= Beginning of Section =

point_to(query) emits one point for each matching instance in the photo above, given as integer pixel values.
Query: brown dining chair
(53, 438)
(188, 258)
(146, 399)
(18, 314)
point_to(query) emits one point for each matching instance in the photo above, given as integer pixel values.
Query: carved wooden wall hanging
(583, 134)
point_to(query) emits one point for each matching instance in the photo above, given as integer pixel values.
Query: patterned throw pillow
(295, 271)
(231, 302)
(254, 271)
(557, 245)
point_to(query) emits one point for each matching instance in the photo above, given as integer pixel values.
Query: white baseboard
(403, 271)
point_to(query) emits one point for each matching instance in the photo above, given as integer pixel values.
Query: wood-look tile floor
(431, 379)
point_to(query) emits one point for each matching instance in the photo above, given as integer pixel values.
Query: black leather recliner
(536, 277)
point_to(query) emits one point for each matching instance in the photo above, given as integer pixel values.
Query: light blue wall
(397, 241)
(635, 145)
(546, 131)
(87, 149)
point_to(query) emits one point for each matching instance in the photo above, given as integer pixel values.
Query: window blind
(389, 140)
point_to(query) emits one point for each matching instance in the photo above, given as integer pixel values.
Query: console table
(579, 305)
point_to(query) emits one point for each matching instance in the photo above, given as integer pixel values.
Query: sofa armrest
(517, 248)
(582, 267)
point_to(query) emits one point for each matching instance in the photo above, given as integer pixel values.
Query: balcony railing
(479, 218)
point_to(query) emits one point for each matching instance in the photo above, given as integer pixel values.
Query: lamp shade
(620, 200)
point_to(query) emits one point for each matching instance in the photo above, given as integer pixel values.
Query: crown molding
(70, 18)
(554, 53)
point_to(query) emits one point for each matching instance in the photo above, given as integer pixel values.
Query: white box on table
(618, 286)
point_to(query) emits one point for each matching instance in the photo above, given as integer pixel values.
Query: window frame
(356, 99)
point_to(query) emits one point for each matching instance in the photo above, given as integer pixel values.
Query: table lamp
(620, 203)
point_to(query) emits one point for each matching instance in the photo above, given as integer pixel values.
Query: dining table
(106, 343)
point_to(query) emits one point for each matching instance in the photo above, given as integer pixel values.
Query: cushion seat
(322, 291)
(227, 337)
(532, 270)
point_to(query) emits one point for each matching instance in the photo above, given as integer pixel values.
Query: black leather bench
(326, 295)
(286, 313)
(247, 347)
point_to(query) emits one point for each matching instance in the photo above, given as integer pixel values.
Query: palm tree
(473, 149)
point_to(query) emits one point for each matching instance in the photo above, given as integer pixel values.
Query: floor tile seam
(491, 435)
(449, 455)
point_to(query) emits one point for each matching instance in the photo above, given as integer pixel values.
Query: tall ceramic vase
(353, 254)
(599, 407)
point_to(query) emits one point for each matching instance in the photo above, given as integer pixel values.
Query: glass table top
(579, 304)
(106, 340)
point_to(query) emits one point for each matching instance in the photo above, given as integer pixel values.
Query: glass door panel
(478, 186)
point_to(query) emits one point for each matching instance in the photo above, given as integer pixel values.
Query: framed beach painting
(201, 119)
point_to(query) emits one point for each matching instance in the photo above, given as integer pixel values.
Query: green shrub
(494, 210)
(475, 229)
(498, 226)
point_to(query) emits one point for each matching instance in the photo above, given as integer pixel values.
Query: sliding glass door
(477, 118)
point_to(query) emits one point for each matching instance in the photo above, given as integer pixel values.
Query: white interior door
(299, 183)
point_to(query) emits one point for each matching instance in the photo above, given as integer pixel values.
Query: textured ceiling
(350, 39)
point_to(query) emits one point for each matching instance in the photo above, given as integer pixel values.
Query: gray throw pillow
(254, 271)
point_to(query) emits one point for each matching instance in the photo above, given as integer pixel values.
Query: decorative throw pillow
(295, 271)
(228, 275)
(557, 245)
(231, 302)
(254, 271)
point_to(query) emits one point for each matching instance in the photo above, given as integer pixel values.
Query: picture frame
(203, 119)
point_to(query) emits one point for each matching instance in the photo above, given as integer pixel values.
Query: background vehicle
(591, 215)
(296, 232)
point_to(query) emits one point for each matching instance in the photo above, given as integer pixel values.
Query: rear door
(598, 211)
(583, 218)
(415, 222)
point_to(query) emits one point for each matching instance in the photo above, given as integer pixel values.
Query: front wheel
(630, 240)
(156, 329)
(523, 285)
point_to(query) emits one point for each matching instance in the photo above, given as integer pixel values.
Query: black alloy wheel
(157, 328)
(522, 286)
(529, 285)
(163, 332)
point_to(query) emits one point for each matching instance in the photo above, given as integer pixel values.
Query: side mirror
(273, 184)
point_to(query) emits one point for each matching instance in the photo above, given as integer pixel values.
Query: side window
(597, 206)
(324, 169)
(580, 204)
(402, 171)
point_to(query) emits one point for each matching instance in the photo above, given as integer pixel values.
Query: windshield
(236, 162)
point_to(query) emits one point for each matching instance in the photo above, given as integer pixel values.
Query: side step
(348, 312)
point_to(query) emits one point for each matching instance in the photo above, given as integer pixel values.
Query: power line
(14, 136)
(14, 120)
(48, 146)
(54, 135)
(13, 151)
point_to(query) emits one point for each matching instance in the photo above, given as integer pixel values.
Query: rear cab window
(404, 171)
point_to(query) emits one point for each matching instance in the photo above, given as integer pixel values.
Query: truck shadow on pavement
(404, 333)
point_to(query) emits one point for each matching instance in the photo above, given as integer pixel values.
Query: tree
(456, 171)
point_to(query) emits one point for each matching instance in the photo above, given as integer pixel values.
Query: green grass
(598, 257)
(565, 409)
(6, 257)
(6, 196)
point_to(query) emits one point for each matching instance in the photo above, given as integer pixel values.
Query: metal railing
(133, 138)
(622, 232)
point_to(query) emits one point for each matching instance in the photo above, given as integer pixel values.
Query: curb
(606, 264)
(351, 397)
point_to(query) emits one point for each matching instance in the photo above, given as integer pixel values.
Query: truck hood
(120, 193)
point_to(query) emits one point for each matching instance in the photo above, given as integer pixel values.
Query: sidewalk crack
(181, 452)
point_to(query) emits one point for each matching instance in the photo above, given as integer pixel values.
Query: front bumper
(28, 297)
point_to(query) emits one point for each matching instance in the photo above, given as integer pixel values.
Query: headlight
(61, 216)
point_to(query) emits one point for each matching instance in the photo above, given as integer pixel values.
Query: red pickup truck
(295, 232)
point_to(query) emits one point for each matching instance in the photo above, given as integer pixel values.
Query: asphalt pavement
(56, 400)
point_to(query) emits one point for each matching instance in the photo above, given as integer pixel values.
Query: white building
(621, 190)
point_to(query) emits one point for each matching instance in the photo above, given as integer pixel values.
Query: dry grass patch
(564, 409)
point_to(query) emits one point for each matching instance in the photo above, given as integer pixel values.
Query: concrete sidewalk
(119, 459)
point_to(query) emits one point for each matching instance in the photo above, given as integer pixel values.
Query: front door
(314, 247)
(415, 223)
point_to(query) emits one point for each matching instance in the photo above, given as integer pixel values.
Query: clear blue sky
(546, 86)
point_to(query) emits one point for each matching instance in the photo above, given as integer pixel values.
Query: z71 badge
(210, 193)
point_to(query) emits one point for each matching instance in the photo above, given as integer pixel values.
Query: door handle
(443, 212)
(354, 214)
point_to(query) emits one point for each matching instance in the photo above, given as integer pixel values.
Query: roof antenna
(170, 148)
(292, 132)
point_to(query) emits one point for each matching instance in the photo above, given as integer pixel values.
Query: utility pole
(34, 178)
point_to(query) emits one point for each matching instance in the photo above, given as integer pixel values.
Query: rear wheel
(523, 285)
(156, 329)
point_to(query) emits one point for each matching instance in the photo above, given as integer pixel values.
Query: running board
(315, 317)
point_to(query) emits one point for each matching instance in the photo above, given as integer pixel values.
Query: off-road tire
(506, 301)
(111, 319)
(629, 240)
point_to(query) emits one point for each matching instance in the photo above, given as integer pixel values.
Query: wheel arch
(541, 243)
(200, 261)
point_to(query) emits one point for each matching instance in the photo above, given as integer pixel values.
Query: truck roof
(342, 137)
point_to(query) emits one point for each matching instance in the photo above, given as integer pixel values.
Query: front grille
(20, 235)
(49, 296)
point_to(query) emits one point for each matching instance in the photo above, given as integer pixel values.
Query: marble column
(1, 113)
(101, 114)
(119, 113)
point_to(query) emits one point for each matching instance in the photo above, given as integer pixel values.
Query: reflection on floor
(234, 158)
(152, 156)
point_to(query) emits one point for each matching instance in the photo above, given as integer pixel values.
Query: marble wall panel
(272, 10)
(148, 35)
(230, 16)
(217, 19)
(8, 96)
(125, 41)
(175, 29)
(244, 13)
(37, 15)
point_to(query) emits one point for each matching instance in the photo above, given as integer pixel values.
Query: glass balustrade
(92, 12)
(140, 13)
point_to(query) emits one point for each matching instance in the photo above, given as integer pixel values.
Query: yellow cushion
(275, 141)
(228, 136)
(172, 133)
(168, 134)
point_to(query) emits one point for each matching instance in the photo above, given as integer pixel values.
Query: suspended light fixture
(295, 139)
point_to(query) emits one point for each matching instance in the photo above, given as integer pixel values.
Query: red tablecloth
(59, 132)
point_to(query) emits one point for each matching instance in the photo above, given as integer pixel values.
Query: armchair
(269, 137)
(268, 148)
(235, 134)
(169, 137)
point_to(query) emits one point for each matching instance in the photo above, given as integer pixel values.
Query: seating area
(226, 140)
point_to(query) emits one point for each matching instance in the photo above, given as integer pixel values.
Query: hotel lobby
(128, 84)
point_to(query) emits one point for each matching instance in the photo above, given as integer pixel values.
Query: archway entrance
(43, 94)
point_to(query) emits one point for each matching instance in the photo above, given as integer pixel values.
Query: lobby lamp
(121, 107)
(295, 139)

= End of Section =

§ **BRIEF**
What are the lines from the one with "Query: hotel lobby" through the end of the records above? Set them down exactly, both ends included, and nothing else.

§ **TASK RESPONSE**
Query: hotel lobby
(128, 84)
point_to(query) emits one point for each matching instance in the photo above, given as integer pixel values.
Query: archway entrance
(43, 94)
point_to(query) emits one point for each matching instance in the photo above, given as integer pixel values.
Query: lobby lamp
(121, 107)
(295, 139)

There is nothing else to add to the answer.